# Compiti da svolgere:
**1.** Secondo l'intervista a Sergio Rizzo, quante copie ha venduto il bestseller La Casta?
**2.** Riporti il passo dell'intervista a Sergio Rizzo compreso tra "In questi anni" e "anche al paese.", estremi inclusi.

# Estratto della fonte:
Coautore insieme all’amico e collega Gian Antonio Stella del bestseller La Casta, oltre un milione e duecentomila copie vendute e ventidue edizioni, Sergio Rizzo è responsabile della redazione economica romana del Corriere della Sera e in passato ha lavorato per Milano Finanza, Il Mondo e Il Giornale. Giornalista di grande spessore, vera e propria miniera di informazioni, grazie alla sua penna intelligente e tagliente come un bisturi racconta come la razza padrona degli anni settanta si sia trasformata nella razza stracciona di oggi. Un’Italia dove ciascuno si rifugia in piccoli egoismi, compresi quelli che dovrebbero avere delle responsabilità importanti, perdendo così di vista il disegno complessivo. Un’Italia dove la burocrazia e la corruzione fanno sì che la funzione di un’opera pubblica finisca nel retrobottega a vantaggio di ciò che l’opera pubblica produce in termini di consenso e di denaro, ovviamente solo per pochi intimi… Un’Italia dove, ad esempio, diventa maledettamente complicato anche realizzare una semplice strada visto che potrebbe capitare che il Comune dove passi ti chieda di fargli il campo di bocce altrimenti non rilascerà l’autorizzazione, la Provincia a sua volta vuole che tu faccia passare il tracciato in un certo modo piuttosto che un altro e, dulcis in fundo, la Regione dice di non gradire perché i suoi politici hanno idee ancora diverse…
Nel volume di Sergio Rizzo, che come tanti altri suoi libri fortunati sta incontrando ampio apprezzamento tra i lettori, c’è spazio però anche per una flebile ma speranzosa fiammella. Una fiammella da rinvigorire sempre più, prima che il buio ammanti definitivamente il nostro paese… Su questo e altro l’ho “interrogato” facendogli visita nello studio della sede romana del Corriere della Sera. Ecco cosa ci siamo detti.
Senta Rizzo, a quali straccioni fa riferimento il suo libro…?
In questi anni ci siamo molto concentrati sui problemi della politica. Sul fatto che abbiamo una classe dirigente mediocre che non è in grado di dare delle risposte concrete ai problemi del paese. Questa, ovviamente, è una visione parziale: se il paese, infatti, è ridotto così non è colpa solo della politica, ma anche di una classe dirigente complessiva di spessore limitato, di scarse visioni, di piccolo cabotaggio. Con questo libro, allora, voglio mettere in evidenza anche questo aspetto. La nostra grande classe imprenditoriale ha perso la voglia di sognare e tutto sommato l’ha fatta perdere un po’ anche al paese.
Il motivo?
È molta attenta ai soldi… Piuttosto che puntare ad esempio sull’innovazione rincorre la speculazione edilizia e quella finanziaria. È bravissima a portare le valigette in Svizzera ma meno brava a creare occasioni di sviluppo e di crescita. Se abbiamo una crescita della produttività inesistente, una disoccupazione che aumenta e tutta una serie di problemi economici, pur essendo un paese formidabile e pieno di risorse, credo che non tutte le colpe possano essere attribuite alla politica.

# Dati registrati:

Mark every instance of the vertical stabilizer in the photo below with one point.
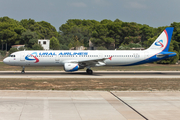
(162, 43)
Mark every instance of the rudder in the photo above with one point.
(162, 43)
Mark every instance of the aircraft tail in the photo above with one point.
(162, 43)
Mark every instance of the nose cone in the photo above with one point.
(5, 61)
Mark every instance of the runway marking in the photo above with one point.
(46, 109)
(97, 74)
(129, 106)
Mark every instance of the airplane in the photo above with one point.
(73, 60)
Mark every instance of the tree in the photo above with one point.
(54, 44)
(12, 50)
(10, 31)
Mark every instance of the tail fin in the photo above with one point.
(162, 43)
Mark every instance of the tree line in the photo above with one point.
(105, 34)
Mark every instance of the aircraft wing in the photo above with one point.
(163, 54)
(92, 62)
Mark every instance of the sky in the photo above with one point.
(154, 13)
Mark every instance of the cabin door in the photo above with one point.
(22, 56)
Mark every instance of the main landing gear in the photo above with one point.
(89, 71)
(23, 70)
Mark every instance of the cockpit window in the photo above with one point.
(12, 56)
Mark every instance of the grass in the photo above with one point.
(145, 67)
(91, 84)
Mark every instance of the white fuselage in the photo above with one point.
(58, 57)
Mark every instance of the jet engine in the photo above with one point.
(70, 67)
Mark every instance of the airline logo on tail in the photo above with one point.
(34, 56)
(159, 43)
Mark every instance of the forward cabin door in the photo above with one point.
(146, 55)
(22, 56)
(57, 58)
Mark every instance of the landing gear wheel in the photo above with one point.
(23, 70)
(89, 71)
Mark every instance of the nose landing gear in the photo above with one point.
(23, 70)
(89, 71)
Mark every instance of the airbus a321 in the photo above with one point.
(73, 60)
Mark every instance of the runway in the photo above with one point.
(96, 74)
(89, 105)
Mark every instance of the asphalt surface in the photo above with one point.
(89, 105)
(96, 74)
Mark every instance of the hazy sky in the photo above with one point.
(154, 13)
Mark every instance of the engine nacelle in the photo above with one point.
(70, 67)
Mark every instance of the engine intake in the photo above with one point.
(70, 67)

# Esercizio svolto:
**1.** Oltre un milione e duecentomila copie.

**2.**
In questi anni ci siamo molto concentrati sui problemi della politica. Sul fatto che abbiamo una classe dirigente mediocre che non è in grado di dare delle risposte concrete ai problemi del paese. Questa, ovviamente, è una visione parziale: se il paese, infatti, è ridotto così non è colpa solo della politica, ma anche di una classe dirigente complessiva di spessore limitato, di scarse visioni, di piccolo cabotaggio. Con questo libro, allora, voglio mettere in evidenza anche questo aspetto. La nostra grande classe imprenditoriale ha perso la voglia di sognare e tutto sommato l’ha fatta perdere un po’ anche al paese.